* **Supplied passage**
Especially when you are pitching VCs, it is important to do the diligence to make sure they are interested in your sector, are currently investing, have dry powder, invest in your geography, do not have any competitive portfolio companies, and focus on your stage, and write the check size you are in interested in. As Annie Proulx said, “I find it satisfying and intellectually stimulating to work with the intensity, brevity, balance, and wordplay of the short story.”

  1. Focus on no More than Three Points

Remember the scene in the movie Amadeus, where his royal highness complained about “Too many notes”. Well, that’s a common issue! There is such a thing as too much of a good thing. As Thomas Leonard said, “Clarity affords focus.” Make sure people leave the meeting remembering the two or three most important points that are your strengths and differentiation.

  1. Nobody Likes History Lessons

H. L. Mencken famously said, “A historian is an unsuccessful novelist.” Most people don’t like history lessons in presentations. If I do not know what you are talking about or need context, I will ask. During a presentation, I want to understand the ability of the presenter to communicate an opportunity, articulate an idea, and demonstrate powers of persuasion.

  1. Focus on the Team – Do Not Rely Too Much on the Idea

People invest in people, not ideas. One of the key elements in a presentation is your ability to demonstrate your team’s credibility, relevant experience, commitment, integrity, ability to execute, and passion. There are many reasons why:

• The idea and company you start with will morph with time.

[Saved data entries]
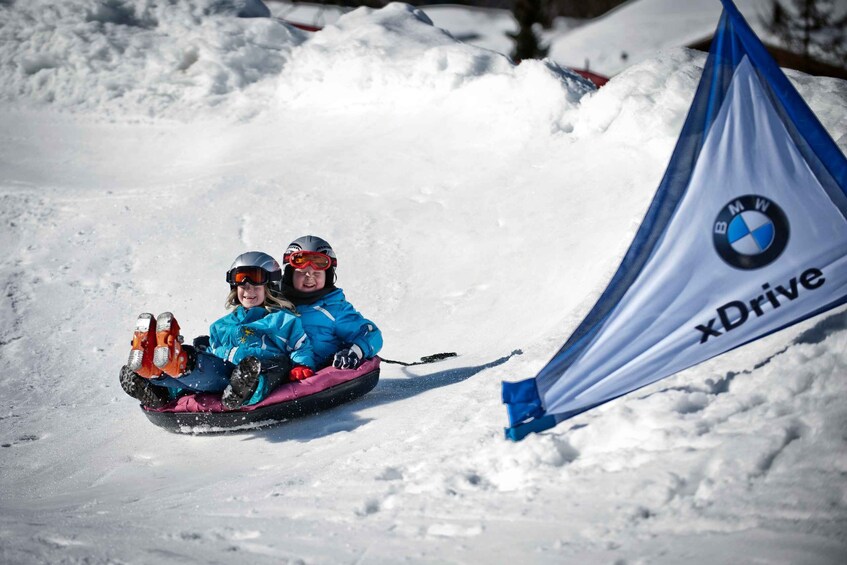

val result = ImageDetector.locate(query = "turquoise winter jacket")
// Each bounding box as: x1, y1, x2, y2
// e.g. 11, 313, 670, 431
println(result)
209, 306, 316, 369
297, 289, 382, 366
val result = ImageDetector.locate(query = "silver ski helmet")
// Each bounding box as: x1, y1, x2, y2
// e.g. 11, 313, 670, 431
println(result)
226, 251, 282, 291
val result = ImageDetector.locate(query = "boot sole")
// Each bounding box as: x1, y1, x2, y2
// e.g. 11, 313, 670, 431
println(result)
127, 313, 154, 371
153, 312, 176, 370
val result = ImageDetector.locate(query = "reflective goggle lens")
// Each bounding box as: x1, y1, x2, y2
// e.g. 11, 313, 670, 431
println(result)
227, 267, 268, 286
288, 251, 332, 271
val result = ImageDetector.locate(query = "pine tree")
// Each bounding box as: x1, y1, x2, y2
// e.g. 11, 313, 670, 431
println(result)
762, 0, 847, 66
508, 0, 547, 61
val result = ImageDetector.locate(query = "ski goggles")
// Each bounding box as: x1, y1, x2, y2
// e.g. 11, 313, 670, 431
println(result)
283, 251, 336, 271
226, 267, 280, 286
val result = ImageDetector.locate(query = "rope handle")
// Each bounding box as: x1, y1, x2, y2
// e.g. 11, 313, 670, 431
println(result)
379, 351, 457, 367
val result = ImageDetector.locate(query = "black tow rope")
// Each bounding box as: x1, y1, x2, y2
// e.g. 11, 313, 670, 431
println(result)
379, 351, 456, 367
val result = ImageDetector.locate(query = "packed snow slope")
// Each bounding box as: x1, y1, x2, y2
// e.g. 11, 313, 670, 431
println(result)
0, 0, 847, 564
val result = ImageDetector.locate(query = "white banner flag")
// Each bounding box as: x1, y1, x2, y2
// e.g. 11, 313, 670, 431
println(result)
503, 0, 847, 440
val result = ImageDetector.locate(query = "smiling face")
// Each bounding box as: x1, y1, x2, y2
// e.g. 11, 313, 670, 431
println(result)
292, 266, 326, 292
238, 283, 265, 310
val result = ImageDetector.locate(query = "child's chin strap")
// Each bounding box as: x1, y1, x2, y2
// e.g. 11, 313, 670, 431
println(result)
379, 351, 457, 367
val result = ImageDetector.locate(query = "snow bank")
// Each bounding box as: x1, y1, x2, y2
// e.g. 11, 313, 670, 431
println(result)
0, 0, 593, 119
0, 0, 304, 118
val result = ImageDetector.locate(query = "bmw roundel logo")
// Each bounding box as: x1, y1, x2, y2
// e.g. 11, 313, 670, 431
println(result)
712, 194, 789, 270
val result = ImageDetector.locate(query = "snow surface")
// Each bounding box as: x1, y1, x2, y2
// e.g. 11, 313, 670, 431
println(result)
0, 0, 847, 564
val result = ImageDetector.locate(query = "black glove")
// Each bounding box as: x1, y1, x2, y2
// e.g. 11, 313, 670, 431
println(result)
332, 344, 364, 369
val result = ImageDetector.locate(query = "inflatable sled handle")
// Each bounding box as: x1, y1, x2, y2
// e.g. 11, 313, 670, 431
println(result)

==

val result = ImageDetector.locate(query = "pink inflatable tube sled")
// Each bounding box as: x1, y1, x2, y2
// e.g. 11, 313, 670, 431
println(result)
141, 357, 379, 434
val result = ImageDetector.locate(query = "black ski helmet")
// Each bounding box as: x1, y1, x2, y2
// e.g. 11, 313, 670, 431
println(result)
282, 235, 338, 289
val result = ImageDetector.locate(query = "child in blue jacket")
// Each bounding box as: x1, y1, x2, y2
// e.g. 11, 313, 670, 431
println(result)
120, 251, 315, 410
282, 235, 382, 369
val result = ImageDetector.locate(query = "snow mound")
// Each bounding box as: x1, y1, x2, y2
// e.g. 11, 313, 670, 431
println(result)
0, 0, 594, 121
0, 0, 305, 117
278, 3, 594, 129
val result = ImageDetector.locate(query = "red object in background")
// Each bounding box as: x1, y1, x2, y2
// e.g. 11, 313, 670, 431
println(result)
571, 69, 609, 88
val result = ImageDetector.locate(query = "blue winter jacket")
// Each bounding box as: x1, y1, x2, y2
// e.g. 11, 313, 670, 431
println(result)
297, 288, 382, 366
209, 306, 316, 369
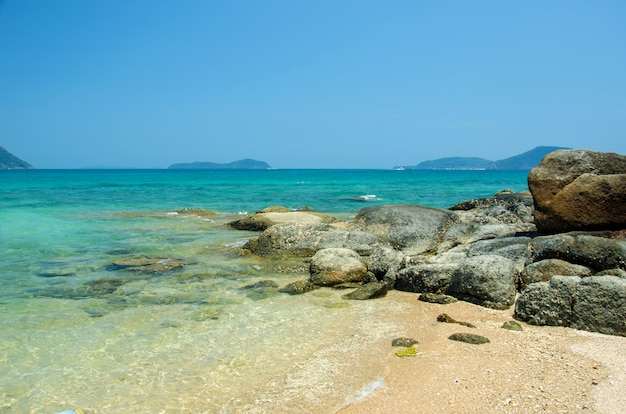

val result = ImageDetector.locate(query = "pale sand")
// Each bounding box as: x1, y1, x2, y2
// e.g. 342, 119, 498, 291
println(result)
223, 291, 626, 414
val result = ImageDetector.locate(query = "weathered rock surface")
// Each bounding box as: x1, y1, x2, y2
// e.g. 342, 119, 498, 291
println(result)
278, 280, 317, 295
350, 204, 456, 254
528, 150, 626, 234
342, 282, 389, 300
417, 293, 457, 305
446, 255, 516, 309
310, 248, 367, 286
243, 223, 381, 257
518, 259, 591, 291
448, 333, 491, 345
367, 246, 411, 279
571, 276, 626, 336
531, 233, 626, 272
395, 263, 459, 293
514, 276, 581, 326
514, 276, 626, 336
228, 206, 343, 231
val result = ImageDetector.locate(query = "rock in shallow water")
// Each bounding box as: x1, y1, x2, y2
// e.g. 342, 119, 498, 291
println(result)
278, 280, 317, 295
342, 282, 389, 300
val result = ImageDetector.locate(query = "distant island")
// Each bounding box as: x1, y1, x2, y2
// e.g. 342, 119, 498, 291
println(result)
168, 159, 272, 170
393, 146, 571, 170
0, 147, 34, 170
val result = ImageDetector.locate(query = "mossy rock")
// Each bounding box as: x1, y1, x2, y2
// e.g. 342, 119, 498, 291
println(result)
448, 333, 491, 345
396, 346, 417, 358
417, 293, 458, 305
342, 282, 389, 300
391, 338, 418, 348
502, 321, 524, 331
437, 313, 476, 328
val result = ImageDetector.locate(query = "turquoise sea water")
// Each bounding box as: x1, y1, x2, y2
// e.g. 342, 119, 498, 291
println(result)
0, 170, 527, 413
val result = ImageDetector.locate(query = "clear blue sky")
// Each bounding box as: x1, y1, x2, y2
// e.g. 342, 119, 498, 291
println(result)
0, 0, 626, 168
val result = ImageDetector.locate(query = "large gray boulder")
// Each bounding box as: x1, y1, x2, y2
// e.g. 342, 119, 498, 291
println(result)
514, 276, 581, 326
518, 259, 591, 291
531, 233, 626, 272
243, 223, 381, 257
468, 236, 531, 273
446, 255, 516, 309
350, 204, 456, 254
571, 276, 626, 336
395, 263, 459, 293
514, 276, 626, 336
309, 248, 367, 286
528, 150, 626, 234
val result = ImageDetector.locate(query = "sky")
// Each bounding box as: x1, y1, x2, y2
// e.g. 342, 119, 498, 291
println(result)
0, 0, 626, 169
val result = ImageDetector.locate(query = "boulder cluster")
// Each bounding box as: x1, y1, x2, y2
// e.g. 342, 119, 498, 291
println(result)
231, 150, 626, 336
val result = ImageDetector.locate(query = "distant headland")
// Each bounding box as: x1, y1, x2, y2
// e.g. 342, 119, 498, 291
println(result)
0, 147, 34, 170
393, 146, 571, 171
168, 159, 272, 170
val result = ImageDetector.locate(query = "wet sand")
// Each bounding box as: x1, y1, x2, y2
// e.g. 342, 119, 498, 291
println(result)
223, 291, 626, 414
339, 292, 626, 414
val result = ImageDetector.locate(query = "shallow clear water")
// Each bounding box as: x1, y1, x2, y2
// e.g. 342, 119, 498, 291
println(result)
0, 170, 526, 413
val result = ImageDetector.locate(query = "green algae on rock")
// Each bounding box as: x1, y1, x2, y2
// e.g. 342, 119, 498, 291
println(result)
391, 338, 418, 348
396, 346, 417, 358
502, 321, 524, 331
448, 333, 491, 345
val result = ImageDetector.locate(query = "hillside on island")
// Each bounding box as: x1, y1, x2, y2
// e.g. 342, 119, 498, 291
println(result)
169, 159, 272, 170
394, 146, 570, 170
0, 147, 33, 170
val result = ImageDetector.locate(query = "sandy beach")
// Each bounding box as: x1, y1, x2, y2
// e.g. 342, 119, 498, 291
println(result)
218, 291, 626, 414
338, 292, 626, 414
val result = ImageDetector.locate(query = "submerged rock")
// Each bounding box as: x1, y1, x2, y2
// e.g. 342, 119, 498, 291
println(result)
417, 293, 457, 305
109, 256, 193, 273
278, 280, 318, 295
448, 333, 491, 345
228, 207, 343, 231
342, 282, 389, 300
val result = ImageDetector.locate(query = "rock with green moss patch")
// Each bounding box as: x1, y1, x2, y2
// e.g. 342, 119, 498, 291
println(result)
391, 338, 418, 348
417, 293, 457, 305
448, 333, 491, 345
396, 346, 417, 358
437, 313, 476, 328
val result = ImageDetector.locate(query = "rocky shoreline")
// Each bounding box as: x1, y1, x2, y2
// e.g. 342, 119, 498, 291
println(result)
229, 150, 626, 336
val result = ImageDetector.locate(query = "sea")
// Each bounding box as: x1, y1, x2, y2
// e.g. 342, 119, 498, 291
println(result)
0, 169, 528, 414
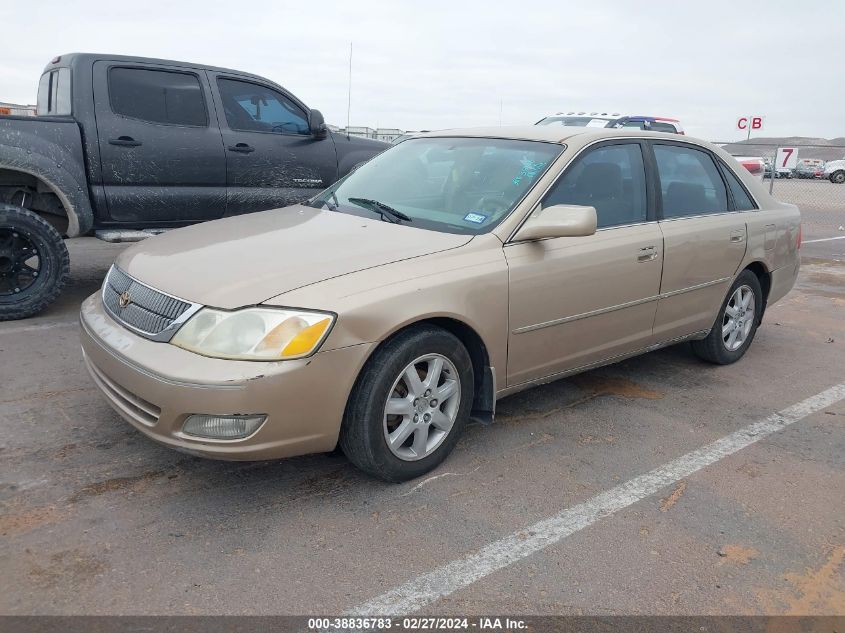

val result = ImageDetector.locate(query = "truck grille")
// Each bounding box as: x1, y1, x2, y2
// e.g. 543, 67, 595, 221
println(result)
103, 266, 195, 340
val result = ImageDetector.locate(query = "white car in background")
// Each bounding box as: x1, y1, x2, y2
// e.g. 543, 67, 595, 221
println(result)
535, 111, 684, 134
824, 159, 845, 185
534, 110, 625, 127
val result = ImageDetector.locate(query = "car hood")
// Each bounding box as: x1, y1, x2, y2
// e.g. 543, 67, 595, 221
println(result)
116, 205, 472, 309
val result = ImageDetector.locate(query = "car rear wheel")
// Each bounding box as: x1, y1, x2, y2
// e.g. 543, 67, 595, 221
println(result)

...

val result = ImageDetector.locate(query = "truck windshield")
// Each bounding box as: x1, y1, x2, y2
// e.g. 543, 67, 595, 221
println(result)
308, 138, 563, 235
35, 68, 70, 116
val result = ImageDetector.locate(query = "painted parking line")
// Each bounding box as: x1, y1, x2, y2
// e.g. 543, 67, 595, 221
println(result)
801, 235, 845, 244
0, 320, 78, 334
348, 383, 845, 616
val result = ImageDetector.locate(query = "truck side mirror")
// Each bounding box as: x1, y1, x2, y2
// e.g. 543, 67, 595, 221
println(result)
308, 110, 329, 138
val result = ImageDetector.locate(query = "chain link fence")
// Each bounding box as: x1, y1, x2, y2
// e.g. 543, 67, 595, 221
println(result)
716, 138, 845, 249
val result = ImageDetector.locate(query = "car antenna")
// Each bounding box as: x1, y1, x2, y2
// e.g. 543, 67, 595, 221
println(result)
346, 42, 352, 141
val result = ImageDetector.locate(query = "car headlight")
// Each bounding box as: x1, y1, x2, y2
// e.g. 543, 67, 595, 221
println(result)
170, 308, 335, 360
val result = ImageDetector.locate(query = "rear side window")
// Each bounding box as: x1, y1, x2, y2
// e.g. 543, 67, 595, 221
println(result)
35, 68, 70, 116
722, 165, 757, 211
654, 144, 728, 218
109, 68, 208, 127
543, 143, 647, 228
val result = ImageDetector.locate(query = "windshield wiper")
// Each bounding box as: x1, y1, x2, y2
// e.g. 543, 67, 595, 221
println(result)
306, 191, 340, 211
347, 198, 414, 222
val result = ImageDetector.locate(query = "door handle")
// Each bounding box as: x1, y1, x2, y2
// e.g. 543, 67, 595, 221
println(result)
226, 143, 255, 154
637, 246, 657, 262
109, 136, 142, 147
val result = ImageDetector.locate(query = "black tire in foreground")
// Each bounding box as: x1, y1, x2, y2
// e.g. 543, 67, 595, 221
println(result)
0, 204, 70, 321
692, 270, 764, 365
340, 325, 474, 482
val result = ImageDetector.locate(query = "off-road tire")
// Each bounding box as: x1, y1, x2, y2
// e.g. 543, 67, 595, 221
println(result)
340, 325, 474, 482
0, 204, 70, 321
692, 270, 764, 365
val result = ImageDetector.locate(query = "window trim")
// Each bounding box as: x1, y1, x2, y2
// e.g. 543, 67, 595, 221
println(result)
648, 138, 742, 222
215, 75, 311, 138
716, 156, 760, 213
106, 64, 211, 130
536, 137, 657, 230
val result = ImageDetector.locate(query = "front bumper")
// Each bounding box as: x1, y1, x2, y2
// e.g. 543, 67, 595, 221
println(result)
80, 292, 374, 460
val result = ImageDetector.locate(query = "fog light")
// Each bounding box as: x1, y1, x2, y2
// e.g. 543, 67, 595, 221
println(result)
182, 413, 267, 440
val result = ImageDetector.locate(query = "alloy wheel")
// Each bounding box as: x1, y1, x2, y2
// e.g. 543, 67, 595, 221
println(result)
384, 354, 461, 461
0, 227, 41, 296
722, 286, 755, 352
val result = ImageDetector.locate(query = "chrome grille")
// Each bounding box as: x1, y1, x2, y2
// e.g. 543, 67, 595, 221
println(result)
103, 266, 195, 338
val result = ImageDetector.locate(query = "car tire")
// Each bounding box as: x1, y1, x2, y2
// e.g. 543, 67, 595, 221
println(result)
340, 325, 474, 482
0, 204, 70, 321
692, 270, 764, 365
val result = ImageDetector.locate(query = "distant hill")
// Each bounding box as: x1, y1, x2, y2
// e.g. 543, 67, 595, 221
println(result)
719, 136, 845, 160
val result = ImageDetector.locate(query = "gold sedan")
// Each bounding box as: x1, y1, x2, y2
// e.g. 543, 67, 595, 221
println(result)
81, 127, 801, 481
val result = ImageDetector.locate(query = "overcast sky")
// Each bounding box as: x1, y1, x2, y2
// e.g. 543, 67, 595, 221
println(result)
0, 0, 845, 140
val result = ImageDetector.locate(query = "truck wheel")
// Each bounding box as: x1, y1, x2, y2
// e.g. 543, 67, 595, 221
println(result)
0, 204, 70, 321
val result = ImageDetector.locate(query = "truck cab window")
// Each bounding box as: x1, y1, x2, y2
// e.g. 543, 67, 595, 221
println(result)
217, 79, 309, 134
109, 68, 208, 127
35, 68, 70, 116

* **Work instructions**
a: From the pitching advice, copy the passage starting at "1. Nobody Likes" and ending at "morph with time.".
b: In a sentence or two, explain why the pitching advice says a presentation should focus on the team rather than rely too much on the idea.
c: According to the pitching advice, what did Thomas Leonard say?

* **Answers by item number**
a:
1. Nobody Likes History Lessons

H. L. Mencken famously said, “A historian is an unsuccessful novelist.” Most people don’t like history lessons in presentations. If I do not know what you are talking about or need context, I will ask. During a presentation, I want to understand the ability of the presenter to communicate an opportunity, articulate an idea, and demonstrate powers of persuasion.

  1. Focus on the Team – Do Not Rely Too Much on the Idea

People invest in people, not ideas. One of the key elements in a presentation is your ability to demonstrate your team’s credibility, relevant experience, commitment, integrity, ability to execute, and passion. There are many reasons why:

• The idea and company you start with will morph with time.

b: People invest in people, not ideas, so the presentation needs to show the team's credibility, experience, commitment, integrity, ability to execute and passion. Also, the idea and company you start with will morph with time.

c: "Clarity affords focus."